**Material supplied**
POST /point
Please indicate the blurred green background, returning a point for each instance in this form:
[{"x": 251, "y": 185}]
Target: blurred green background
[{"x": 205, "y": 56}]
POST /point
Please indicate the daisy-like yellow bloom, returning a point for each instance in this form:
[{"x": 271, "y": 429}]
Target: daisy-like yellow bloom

* * *

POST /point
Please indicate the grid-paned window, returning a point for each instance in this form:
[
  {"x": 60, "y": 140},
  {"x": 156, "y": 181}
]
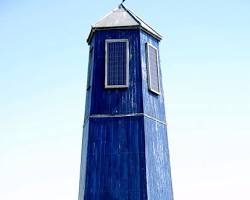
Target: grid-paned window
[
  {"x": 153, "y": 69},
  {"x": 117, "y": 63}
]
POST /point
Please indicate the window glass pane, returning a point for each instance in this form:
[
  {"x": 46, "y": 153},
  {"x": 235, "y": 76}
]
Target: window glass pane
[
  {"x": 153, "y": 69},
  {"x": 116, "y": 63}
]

---

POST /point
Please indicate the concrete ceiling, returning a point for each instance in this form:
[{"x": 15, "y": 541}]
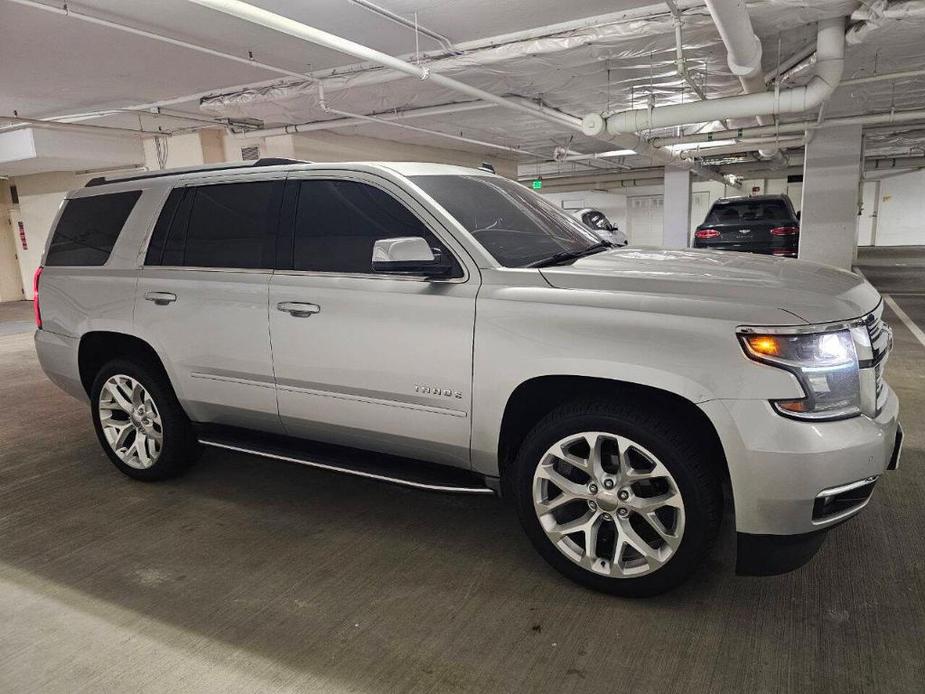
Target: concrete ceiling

**Written problem**
Which lines above contain the word "indicate"? Pull out each of them in full.

**Response to the task**
Please indicate the blurred green background, returning a point for each instance in this form:
Please indicate the daisy-like yellow bloom, returning a point for each instance in this form:
Please indicate the grid-paned window, returning a point for each instance in this form:
Please indicate the window glass pane, returning a point for each instance in this form:
Please indicate the concrete ceiling, returning a point for each instance in this form:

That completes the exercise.